Task list
**1)** In the text on calculator angle units, which key sequence brings up DRG?
**2)** Carry the text on calculator angle units forward from the point where it stops.

Passage to read
Starter activity: When the metric system was introduced after the French revolution, at first things were also changed so that there were now 100 “gradians” in a right angle, not 90 degrees, and 10 days a week, not 7. The main bits of the metric system have spread from France to almost the whole world, French artillery still uses gradians, and you have gradians as an option on your calculator – but those new measures of angles and of time were soon mostly dropped even in France. Why were they dropped?

Activity

The calculator is told to take degrees or radians as its unit for angles in Setup (Shift>Mode).

If you have selected degrees as the unit, you can convert radians to degrees by entering the number, pressing DRG (Shift>Ans), and selecting r to indicate that it is radians you are converting.

If you have selected radians as the unit, you can convert degrees to radians by entering the number, pressing DRG (Shift>Ans), and selecting o to indicate that it is degrees you are converting.

Material provided
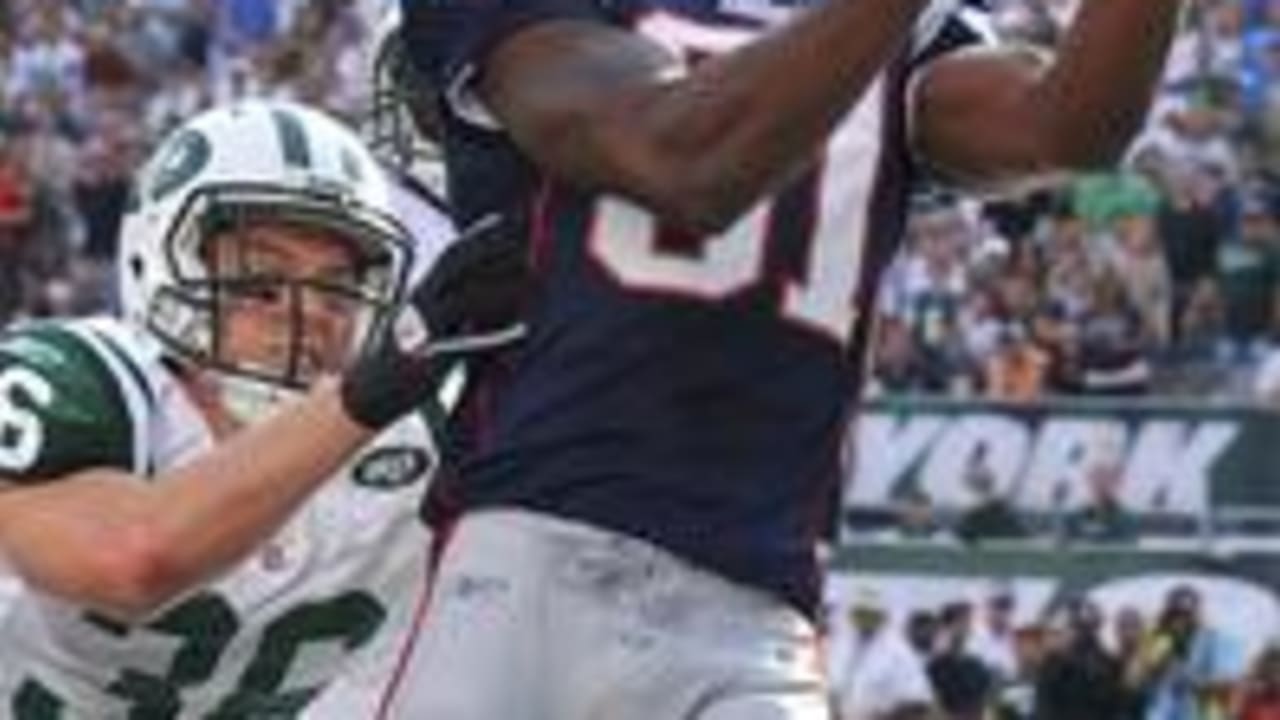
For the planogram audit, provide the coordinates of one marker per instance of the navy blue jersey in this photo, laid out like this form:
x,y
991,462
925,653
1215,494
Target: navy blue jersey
x,y
693,393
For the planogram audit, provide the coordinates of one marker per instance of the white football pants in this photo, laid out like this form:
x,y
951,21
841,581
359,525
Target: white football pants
x,y
535,618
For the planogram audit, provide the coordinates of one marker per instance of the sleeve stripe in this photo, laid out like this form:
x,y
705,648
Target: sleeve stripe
x,y
127,379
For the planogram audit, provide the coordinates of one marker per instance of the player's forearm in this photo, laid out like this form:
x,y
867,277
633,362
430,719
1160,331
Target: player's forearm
x,y
126,546
1097,94
222,505
611,112
741,124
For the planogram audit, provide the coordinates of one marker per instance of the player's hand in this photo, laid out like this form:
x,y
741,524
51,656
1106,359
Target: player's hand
x,y
467,302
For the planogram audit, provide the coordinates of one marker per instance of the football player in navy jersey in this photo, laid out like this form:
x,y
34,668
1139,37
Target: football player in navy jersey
x,y
709,190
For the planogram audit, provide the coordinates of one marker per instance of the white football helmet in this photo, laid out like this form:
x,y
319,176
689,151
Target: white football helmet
x,y
402,126
257,160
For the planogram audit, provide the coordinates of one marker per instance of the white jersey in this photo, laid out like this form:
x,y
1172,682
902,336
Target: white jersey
x,y
261,641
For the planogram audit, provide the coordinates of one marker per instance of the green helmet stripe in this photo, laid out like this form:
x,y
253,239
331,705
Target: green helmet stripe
x,y
293,139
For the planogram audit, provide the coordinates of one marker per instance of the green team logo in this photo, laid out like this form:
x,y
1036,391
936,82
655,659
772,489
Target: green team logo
x,y
22,433
391,468
184,156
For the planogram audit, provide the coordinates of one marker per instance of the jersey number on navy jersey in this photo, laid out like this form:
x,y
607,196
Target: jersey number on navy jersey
x,y
204,628
21,432
626,238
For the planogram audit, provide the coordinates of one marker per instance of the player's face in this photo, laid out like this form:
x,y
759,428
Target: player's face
x,y
289,309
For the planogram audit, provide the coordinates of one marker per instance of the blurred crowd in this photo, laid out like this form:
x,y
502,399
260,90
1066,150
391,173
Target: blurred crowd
x,y
984,660
1160,278
87,87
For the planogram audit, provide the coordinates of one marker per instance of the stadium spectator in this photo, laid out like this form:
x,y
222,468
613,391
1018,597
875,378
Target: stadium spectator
x,y
1258,697
963,683
1192,665
885,675
1249,268
17,212
1129,630
1080,679
993,641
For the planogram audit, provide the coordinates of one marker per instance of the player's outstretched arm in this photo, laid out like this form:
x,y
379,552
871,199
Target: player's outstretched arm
x,y
608,110
993,117
126,545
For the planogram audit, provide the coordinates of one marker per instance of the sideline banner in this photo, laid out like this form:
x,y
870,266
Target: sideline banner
x,y
1179,459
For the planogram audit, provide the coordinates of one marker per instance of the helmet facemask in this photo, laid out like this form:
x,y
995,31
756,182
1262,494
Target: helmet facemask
x,y
402,127
301,324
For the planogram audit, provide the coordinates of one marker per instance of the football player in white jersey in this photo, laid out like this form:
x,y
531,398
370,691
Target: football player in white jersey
x,y
204,518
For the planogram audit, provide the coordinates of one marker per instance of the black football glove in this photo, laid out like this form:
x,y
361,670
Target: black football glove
x,y
467,302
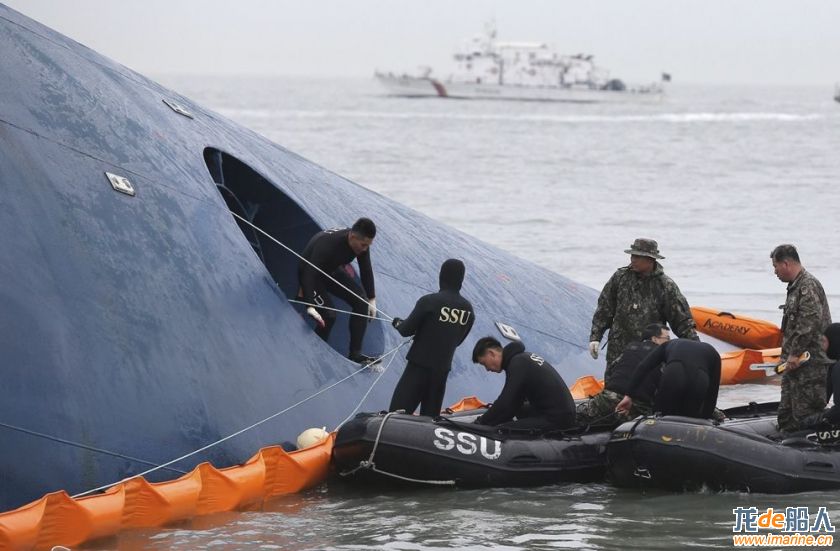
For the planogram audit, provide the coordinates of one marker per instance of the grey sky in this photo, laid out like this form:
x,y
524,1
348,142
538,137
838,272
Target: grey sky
x,y
708,41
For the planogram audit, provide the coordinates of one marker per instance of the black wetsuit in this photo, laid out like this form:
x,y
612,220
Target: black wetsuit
x,y
330,251
439,322
625,366
529,377
690,378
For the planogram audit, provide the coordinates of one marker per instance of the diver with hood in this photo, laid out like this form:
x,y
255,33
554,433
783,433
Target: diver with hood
x,y
439,322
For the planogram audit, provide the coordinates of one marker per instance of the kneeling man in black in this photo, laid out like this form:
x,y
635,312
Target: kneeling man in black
x,y
689,382
530,378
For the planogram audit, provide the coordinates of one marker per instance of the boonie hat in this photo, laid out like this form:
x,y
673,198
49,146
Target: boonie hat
x,y
645,247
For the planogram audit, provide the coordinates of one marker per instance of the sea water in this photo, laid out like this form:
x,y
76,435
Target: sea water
x,y
717,175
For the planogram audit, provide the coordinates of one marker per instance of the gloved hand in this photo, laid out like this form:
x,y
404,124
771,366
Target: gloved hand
x,y
312,312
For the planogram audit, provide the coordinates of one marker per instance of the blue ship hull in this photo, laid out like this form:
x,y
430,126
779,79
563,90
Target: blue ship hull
x,y
138,328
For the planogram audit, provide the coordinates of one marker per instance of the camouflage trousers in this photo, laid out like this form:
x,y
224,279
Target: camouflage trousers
x,y
803,394
598,409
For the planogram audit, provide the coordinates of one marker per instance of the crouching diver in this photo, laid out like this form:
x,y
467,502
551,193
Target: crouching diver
x,y
330,250
831,417
439,322
598,408
689,382
527,377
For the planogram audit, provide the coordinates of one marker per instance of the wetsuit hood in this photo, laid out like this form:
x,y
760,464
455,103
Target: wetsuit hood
x,y
832,332
452,275
510,351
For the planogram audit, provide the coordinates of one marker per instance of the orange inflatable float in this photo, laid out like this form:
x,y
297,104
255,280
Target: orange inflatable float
x,y
738,330
58,519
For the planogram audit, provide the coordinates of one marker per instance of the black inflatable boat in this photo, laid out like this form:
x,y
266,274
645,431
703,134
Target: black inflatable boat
x,y
743,453
451,450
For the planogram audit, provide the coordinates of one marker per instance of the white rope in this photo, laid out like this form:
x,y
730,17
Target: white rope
x,y
389,318
338,310
359,405
237,433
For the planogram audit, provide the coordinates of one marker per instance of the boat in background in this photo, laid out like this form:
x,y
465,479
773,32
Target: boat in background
x,y
145,295
525,71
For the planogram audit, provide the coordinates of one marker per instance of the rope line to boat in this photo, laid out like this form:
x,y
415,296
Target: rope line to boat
x,y
359,405
237,433
85,446
272,238
371,464
338,310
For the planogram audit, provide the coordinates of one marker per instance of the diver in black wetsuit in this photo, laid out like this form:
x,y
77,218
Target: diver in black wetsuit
x,y
830,417
330,250
528,377
439,322
689,382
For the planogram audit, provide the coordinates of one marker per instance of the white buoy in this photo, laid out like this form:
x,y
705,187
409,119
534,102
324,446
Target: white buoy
x,y
312,436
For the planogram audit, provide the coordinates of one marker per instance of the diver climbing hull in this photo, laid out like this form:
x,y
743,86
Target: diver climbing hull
x,y
452,451
741,454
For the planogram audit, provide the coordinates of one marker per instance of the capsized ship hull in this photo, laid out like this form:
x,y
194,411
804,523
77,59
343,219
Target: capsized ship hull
x,y
139,328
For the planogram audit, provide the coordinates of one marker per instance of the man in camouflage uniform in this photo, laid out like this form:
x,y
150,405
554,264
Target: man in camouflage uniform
x,y
805,318
598,408
635,296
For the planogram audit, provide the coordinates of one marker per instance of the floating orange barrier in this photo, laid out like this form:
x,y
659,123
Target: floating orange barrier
x,y
58,519
586,387
737,330
468,403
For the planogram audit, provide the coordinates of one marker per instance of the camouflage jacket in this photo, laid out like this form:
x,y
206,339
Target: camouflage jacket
x,y
630,301
806,315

Task answers
**1)** Shift>Ans.

**2)**
Use your calculator to convert these to radians: 360 degrees, 30 degrees, 180 degrees, 60 degrees, 90 degrees, 45 degrees

Convert these to degrees: π/6, 2π, π/4, π, π/3, π/2

SINE AND COS OF ANGLES BIGGER THAN 90 (π/2)

Set your calculator to degrees and find:

sine (91), sine (180), sine (270), sine (360)

What do these mean?

Look here to see what they mean

Activity

Set your calculator to radians. For the following angles, guess sine of the angle from the graph on the whiteboard, and then check your guess with the calculator.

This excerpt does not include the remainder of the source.